-- Exercise prompt --
Take the material below and retype it in full; pictures are left out.

-- Records for this exercise --
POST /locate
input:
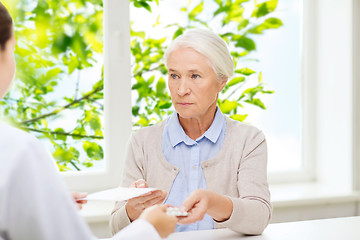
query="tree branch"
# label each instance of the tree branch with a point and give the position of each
(62, 133)
(87, 96)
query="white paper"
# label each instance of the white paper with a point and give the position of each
(118, 194)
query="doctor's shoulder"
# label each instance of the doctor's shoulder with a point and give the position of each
(15, 140)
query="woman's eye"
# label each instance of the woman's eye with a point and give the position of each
(174, 76)
(195, 76)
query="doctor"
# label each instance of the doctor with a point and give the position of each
(34, 203)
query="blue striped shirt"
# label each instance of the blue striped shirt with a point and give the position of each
(187, 154)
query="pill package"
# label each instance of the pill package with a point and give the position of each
(177, 212)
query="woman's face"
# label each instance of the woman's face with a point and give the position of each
(192, 83)
(7, 66)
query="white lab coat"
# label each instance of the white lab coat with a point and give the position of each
(34, 203)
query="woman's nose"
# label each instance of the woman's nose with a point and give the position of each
(183, 88)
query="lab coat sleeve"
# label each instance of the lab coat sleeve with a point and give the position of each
(38, 206)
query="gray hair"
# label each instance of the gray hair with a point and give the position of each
(208, 44)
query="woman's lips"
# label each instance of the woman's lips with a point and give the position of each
(184, 104)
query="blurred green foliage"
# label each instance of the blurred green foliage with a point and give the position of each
(57, 41)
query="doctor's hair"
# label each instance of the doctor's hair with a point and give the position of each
(6, 26)
(211, 46)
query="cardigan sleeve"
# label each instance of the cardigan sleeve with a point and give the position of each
(133, 171)
(252, 210)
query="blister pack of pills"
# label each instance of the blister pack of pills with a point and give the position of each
(177, 212)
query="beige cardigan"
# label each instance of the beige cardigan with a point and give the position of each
(238, 171)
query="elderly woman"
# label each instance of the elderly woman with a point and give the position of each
(212, 166)
(34, 203)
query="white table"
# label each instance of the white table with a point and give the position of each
(327, 229)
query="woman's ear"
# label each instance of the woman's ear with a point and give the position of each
(222, 84)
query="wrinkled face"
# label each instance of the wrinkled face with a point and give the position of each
(192, 83)
(7, 66)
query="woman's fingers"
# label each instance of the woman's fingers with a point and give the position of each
(140, 183)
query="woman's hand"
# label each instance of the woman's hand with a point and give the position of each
(135, 206)
(78, 195)
(163, 223)
(201, 202)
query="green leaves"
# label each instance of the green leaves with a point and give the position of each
(270, 23)
(264, 8)
(93, 150)
(51, 52)
(55, 49)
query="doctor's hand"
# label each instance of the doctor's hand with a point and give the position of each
(201, 202)
(135, 206)
(163, 223)
(78, 195)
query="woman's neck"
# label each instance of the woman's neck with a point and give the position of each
(197, 126)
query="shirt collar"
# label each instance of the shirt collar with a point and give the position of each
(177, 134)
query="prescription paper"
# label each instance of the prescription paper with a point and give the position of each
(118, 194)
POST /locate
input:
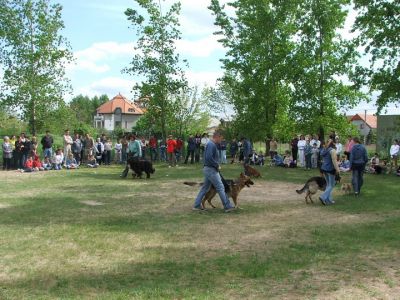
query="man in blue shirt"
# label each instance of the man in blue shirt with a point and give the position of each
(211, 175)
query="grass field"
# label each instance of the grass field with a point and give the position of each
(88, 234)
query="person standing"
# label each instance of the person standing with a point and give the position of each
(212, 176)
(273, 148)
(223, 151)
(99, 148)
(191, 147)
(348, 146)
(358, 161)
(233, 149)
(47, 144)
(247, 150)
(339, 148)
(171, 148)
(67, 139)
(330, 169)
(77, 148)
(308, 155)
(301, 144)
(89, 146)
(394, 152)
(7, 153)
(295, 149)
(153, 148)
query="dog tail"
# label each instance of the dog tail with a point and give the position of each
(189, 183)
(302, 190)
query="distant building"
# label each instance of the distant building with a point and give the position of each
(366, 124)
(118, 112)
(388, 131)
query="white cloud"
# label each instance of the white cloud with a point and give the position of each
(202, 79)
(110, 86)
(198, 48)
(93, 59)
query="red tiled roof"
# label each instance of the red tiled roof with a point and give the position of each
(371, 120)
(120, 101)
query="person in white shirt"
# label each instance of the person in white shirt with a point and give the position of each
(301, 144)
(394, 152)
(118, 152)
(67, 144)
(339, 148)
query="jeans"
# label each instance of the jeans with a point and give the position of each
(48, 152)
(357, 178)
(212, 177)
(223, 157)
(330, 184)
(153, 154)
(191, 154)
(308, 161)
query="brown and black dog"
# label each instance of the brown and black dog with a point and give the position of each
(250, 171)
(233, 191)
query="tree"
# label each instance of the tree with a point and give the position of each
(378, 26)
(259, 42)
(156, 58)
(321, 63)
(85, 107)
(33, 54)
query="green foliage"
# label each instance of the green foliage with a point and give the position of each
(378, 26)
(84, 107)
(322, 58)
(156, 58)
(259, 42)
(33, 54)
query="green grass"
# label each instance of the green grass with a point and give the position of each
(145, 243)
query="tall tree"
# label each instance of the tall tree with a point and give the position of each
(33, 54)
(156, 58)
(258, 39)
(378, 26)
(321, 64)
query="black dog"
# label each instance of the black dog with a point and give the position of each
(138, 167)
(141, 166)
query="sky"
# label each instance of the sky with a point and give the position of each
(102, 43)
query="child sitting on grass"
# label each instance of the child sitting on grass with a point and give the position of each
(28, 167)
(92, 162)
(58, 159)
(278, 160)
(344, 165)
(71, 163)
(37, 164)
(288, 161)
(47, 165)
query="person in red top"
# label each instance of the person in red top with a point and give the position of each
(153, 148)
(28, 167)
(179, 148)
(171, 148)
(37, 164)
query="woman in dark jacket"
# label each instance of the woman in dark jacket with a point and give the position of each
(330, 169)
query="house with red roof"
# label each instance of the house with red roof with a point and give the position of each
(119, 112)
(364, 123)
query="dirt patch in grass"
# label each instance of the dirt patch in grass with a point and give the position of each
(91, 203)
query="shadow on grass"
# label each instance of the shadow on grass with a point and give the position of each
(165, 277)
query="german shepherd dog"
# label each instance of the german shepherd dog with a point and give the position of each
(313, 185)
(138, 167)
(250, 171)
(232, 189)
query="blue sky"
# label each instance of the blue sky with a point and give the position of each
(102, 43)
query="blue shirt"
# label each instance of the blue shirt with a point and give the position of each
(211, 156)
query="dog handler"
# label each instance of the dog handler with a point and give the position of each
(211, 175)
(330, 169)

-- Answer to the exercise --
POST /locate
input:
query="tree branch"
# label each instance of the tree branch with a point and give the position of each
(62, 133)
(87, 96)
query="white paper"
# label each instance of the white paper with a point and give the position of each
(118, 194)
query="doctor's shoulder"
# label each instance of the doctor's shoulder with a point and give the position of each
(15, 140)
query="woman's eye"
# label each instance of the woman's eye with a point and give the position of each
(174, 76)
(195, 76)
query="doctor"
# label each instance of the doctor with a point and give the position of each
(34, 203)
query="blue striped shirt"
# label each instance of the blue striped shirt with a point and give the position of each
(187, 154)
query="pill package"
# label each instance of the pill package with a point and give the position of each
(177, 212)
query="woman's face"
# label each instance of the woman's face with a point and give the position of each
(192, 83)
(7, 66)
query="white lab coat"
# label each instance of the white lab coat with a point and give the position of each
(34, 203)
query="woman's nose"
# label each instance of the woman's nose with a point and give the position of each
(183, 88)
query="lab coat sleeve"
# label each instance of the lab coat sleeve with a point and give the position of each
(38, 206)
query="gray hair"
# label each instance of the gray hair with a point and give the position of each
(208, 44)
query="woman's lips"
# label each instance of the woman's lips with a point and give the position of each
(184, 104)
query="blurred green foliage"
# label each instance of the blurred green foliage with a point and give the position of each
(57, 41)
query="doctor's hair"
# label each instance of the doctor's hair with a point and give the position of each
(6, 26)
(211, 46)
query="cardigan sleeve"
# label each instance of the cardigan sleeve with a point and give the position of each
(133, 171)
(252, 210)
query="blister pack of pills"
# label each instance of the blister pack of pills with a point and give the position of each
(177, 212)
query="beige cardigan"
# label each instance of the beige cardigan with a point and give the position of each
(238, 171)
query="elderly woman"
# label each instance of the elderly woman with a point and give the position of each
(212, 166)
(34, 203)
query="white table"
# label each instance of the white table with a point and give the position of each
(327, 229)
query="woman's ear"
# label each instance of the woman's ear with a point and give the position of each
(222, 84)
query="wrinkled face"
# label each instance of the wrinkled face with a point and give the position of each
(192, 83)
(7, 66)
query="woman's fingers"
# label each instance of the woman's fingers with a point and give the position of each
(140, 183)
query="woman's hand"
# label each instance of the woman's hand with a point and give the position of each
(135, 206)
(78, 195)
(163, 223)
(201, 202)
query="green leaves"
# label each instance of the green leaves with a point and give the position of each
(270, 23)
(264, 8)
(93, 150)
(51, 52)
(55, 49)
query="doctor's hand"
# label each instance of the doctor's hand with a point and give the position of each
(201, 202)
(135, 206)
(163, 223)
(78, 195)
query="woman's neck"
# label each instance of the woman's neck with a point and give the position of each
(197, 126)
query="shirt collar"
# label each instance of the shirt collar with a point and give the position of each
(177, 134)
query="prescription paper"
# label each instance of the prescription paper with a point and give the position of each
(118, 194)
POST /locate
input:
query="man in blue shirt"
# label each instance of the man in blue shirt with a point and give the position of each
(211, 175)
query="grass field"
# label each instance of the grass field with a point and give the position of each
(88, 234)
query="person standing"
# label each instance of the person standing with a point and give the position of each
(212, 176)
(273, 148)
(223, 151)
(99, 148)
(191, 147)
(348, 146)
(358, 161)
(233, 149)
(47, 144)
(247, 150)
(339, 148)
(171, 148)
(67, 139)
(330, 169)
(77, 148)
(308, 155)
(301, 144)
(89, 146)
(394, 152)
(7, 153)
(295, 149)
(153, 148)
query="dog tail"
# label each instance of the dog tail with a point and give the position of each
(189, 183)
(302, 190)
query="distant building"
# label each instance of the distant building with a point and give the position of each
(366, 124)
(118, 112)
(388, 131)
query="white cloud"
# label each instance of the white cloud with a point and give the position of each
(202, 79)
(110, 86)
(198, 48)
(93, 59)
query="red tiled roof"
# label each instance of the red tiled roof with a point and give the position of each
(371, 120)
(120, 101)
query="person in white shirt"
# label each instance of the person in white shirt with a point and give the position of each
(301, 144)
(394, 152)
(118, 152)
(67, 144)
(339, 148)
query="jeans"
# label each instance of the jeans with a point and give the position of each
(48, 152)
(357, 178)
(212, 177)
(223, 157)
(330, 184)
(153, 154)
(191, 154)
(308, 161)
query="brown and black dog"
# label each instance of the brown and black dog with a point and give the position of each
(250, 171)
(233, 191)
query="tree"
# label each instance of the tree with a point and give the position of each
(378, 26)
(259, 42)
(156, 58)
(321, 63)
(85, 107)
(33, 54)
query="green foliage"
# label each instance of the green foliage with a point and give the position of each
(378, 26)
(84, 107)
(322, 58)
(156, 58)
(259, 42)
(33, 54)
query="green grass"
# label each instance of the green grass with a point and give the position of each
(145, 243)
query="tall tree"
# label each instance of the tall tree with a point and give the position of each
(33, 54)
(156, 58)
(258, 39)
(378, 26)
(321, 64)
query="black dog"
# label each instance of the black dog with a point and give the position of each
(138, 167)
(141, 166)
query="sky"
# label each instance of the sky with a point and give the position of each
(102, 43)
query="child sitting on grass"
# label each instance of the child sitting on grass with a point and give the position of each
(28, 167)
(92, 162)
(58, 159)
(278, 160)
(344, 165)
(71, 163)
(37, 164)
(288, 161)
(47, 165)
query="person in red top"
# label each instance of the person in red top with a point and give the position of each
(153, 148)
(28, 167)
(179, 148)
(171, 148)
(37, 164)
query="woman in dark jacket"
# label each instance of the woman in dark jacket with a point and give the position of each
(330, 169)
query="house with red roof"
# label each instance of the house with red roof with a point and give the position of each
(119, 112)
(364, 123)
query="dirt patch in grass"
# label each instance of the dirt patch in grass with a point and give the position of each
(91, 203)
query="shadow on grass"
# label each instance of the shadow on grass with a point and give the position of each
(165, 277)
query="german shepherd dog"
# label each instance of the german shepherd dog with a point and give the position of each
(313, 185)
(138, 167)
(250, 171)
(232, 189)
query="blue sky"
# label each instance of the blue sky with a point and give the position of each
(102, 43)
query="blue shirt"
# label each instance of the blue shirt with a point and give the position of each
(211, 156)
query="dog handler"
# label each instance of the dog handler with a point and give the position of each
(211, 175)
(330, 169)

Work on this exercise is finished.